▶ _Goal_
Write out the items again from the very first line through the line containing "[294,158,329,187]", both ends included, keeping every request and shifting each bounding box coordinate in the answers up by 106. Leave the pictures out.

** Start of Data entries **

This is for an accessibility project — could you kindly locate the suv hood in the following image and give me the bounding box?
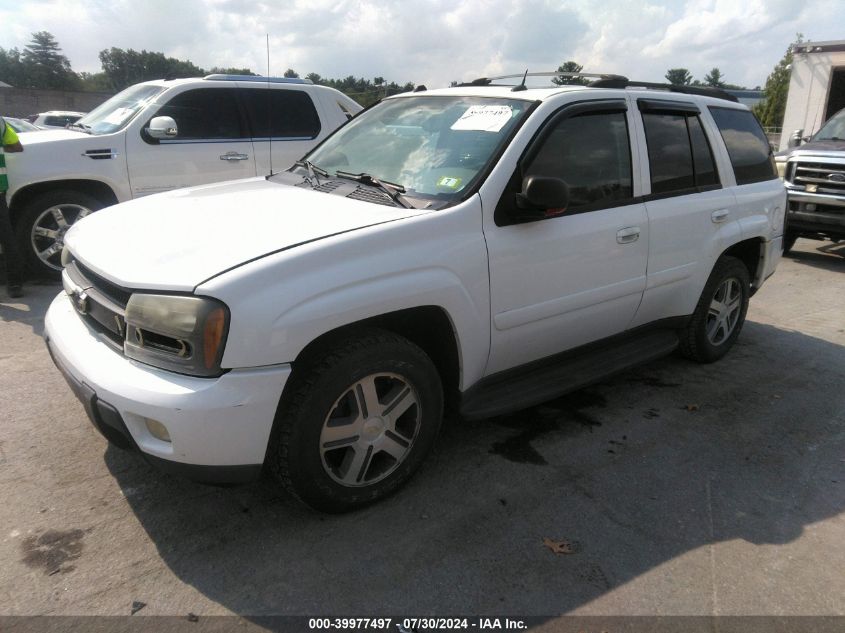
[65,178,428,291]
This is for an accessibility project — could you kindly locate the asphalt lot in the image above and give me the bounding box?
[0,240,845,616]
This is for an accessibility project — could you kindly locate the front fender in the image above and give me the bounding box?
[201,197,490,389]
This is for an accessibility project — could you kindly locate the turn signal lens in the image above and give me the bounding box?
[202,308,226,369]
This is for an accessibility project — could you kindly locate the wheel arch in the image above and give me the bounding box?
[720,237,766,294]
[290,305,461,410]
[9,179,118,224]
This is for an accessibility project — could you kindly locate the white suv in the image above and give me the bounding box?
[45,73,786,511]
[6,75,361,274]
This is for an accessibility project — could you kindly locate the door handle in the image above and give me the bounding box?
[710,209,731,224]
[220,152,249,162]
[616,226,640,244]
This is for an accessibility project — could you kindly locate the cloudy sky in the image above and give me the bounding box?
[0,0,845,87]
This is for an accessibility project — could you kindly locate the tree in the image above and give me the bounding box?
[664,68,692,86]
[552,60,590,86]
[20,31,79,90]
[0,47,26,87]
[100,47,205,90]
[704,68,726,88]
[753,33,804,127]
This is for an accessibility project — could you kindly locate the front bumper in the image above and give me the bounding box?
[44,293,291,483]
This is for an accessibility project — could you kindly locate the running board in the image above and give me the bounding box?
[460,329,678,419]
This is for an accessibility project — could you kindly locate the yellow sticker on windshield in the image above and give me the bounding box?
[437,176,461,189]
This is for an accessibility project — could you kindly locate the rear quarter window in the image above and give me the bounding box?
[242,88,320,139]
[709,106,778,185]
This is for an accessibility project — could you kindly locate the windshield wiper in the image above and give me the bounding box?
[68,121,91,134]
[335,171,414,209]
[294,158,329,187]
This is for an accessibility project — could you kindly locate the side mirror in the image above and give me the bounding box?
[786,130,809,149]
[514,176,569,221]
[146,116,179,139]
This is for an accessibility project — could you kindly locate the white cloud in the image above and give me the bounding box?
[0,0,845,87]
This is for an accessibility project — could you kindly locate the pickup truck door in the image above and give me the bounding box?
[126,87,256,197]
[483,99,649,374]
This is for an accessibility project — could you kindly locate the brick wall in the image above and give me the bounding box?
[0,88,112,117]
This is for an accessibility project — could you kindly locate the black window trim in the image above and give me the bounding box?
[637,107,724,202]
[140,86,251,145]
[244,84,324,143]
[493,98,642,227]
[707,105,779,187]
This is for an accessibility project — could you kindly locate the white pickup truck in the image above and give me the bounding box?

** End of Data entries **

▶ _Solution to this task_
This is for an accessibility project — could you kindly locate the suv hood in the following image and give me the bounding box?
[171,284,534,397]
This is for an accessibility project — could you kindly locate the asphalt lot in the image above and give me the bounding box?
[106,346,951,722]
This is for an accessibility project — could you kindly locate the front fender in the image above and give me the bounding box?
[307,303,596,495]
This is for an accessibility project — could you kindly locate the turn signal lens in the image above and give me the bounding box?
[308,414,332,475]
This is for an accessibility project — could you kindly locate the wheel arch in the image above and give me the bounding box?
[826,343,872,400]
[396,411,567,516]
[115,285,224,330]
This is for an accessibility project — could you kindly locate the white suv in the image above and give me the bounding box?
[151,179,892,617]
[112,181,467,380]
This is for an accessibility project — could you kindly locate the door handle in the image above and give me the bounding box?
[816,315,837,330]
[326,258,355,268]
[722,332,746,350]
This is for an accessibility project — could you kindly locate the cloudy sky in the image above and give me the bounding box?
[106,106,951,193]
This is for an accessibility project — could you kindly locate the tree in the image above and give me the bounding box?
[770,174,798,192]
[658,166,696,192]
[126,137,185,196]
[106,153,132,193]
[206,153,311,196]
[810,174,832,194]
[859,139,910,233]
This is for an accessibility project — could you kindly locate the front bumper in the image above and give me the bounding box?
[150,399,397,589]
This is for an accessibility project — could you kindly locate the running board in the image above and give me the bounding box?
[566,435,784,525]
This is for an accessibility project — could you kindly locate the yellow sticker on windshield in the image above and give me the bounding box?
[543,282,567,295]
This is for an accessibility project — could you kindly locate the rear quarter window in the image above and give me the bounding box?
[348,194,426,245]
[815,212,884,291]
This is for an accessibility project — could you kindly locate the windshield wiper in the image above and give me the bounding box?
[174,227,197,240]
[441,277,520,315]
[400,264,435,293]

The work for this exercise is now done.